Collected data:
|---|

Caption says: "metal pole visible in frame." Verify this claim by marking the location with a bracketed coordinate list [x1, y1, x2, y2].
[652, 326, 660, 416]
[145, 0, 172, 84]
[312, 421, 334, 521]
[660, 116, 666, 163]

|---|

• Directions
Word for word, write out each of the records shown above.

• Reply
Caption says: "metal pole visible in frame." Verify this claim by marking the location with a bracketed coordinate list [x1, y1, x2, y2].
[652, 326, 660, 416]
[145, 0, 172, 84]
[312, 421, 334, 521]
[660, 116, 666, 163]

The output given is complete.